#### [What the exercise asks]
Look through the material below and give the number of lines holding "this", with no other words.

*** Begin section ***

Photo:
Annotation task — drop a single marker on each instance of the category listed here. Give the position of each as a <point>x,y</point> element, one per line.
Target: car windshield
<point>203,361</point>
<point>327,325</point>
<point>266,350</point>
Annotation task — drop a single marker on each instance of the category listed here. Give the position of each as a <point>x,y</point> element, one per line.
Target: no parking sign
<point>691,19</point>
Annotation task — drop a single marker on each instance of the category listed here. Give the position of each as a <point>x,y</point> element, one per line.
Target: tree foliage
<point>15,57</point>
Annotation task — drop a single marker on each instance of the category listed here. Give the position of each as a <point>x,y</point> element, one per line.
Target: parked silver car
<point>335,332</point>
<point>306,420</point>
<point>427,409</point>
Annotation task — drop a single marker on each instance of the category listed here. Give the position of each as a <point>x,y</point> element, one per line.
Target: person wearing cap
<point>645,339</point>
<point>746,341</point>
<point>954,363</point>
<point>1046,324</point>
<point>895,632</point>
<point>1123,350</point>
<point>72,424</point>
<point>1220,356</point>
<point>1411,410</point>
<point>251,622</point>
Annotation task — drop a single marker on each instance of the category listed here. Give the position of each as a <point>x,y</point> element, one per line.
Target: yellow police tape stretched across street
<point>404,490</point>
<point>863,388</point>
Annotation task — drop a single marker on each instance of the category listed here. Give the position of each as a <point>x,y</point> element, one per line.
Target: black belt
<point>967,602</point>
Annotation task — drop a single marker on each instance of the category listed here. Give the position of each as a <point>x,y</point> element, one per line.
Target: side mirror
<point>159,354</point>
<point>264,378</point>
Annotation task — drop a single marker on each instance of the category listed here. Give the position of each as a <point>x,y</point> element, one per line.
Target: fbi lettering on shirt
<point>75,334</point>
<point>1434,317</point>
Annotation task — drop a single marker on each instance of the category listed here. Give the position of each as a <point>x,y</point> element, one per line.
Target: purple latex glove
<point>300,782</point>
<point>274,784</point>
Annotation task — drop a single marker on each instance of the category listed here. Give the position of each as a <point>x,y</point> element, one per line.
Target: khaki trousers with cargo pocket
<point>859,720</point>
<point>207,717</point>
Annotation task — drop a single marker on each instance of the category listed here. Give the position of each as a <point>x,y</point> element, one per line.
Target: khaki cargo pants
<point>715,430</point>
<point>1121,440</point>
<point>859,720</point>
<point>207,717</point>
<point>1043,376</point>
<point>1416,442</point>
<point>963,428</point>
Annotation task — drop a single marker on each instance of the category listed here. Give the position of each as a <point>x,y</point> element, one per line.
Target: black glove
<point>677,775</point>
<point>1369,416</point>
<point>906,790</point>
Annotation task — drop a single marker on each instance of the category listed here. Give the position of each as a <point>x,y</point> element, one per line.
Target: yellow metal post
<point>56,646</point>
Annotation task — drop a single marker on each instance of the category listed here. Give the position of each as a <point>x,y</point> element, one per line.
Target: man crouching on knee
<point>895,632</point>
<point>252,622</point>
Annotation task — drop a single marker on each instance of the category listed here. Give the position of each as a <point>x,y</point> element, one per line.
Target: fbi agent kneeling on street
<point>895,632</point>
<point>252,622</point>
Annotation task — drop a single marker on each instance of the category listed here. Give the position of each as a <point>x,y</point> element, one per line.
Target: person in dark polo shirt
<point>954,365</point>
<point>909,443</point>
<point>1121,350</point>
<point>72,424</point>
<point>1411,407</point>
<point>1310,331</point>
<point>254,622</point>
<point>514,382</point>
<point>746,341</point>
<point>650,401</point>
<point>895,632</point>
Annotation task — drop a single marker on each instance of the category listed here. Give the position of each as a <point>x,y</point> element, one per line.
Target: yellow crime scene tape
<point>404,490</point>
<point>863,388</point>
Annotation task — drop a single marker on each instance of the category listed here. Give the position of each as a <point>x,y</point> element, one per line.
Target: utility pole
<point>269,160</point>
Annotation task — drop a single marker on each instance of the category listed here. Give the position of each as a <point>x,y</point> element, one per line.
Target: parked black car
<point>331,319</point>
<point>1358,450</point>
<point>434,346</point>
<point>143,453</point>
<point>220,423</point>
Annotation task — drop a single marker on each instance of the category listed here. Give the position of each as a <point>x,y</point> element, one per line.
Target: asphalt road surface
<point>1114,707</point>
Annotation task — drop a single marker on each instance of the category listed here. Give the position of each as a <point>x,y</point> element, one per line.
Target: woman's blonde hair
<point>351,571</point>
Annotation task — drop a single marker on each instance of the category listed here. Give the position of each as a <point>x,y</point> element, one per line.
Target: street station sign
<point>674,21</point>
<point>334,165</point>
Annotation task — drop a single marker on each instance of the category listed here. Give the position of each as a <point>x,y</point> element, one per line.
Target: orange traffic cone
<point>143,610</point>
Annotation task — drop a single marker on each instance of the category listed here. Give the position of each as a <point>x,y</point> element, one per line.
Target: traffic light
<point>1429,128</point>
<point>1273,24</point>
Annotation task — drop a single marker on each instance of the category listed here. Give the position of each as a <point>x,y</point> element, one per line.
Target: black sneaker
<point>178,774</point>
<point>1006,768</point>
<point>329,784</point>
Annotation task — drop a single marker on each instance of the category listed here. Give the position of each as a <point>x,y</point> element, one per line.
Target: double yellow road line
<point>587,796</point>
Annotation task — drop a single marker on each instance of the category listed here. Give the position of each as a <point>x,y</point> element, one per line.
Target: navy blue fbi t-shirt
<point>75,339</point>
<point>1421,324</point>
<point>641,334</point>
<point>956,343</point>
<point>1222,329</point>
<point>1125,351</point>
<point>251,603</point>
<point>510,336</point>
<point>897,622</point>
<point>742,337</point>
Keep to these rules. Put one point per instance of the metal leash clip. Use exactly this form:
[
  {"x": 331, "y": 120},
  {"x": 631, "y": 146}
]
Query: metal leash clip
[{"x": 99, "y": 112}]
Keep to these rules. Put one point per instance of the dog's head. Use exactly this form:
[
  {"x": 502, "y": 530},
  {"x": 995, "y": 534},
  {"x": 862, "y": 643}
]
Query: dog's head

*** End section ***

#### [Output of the exercise]
2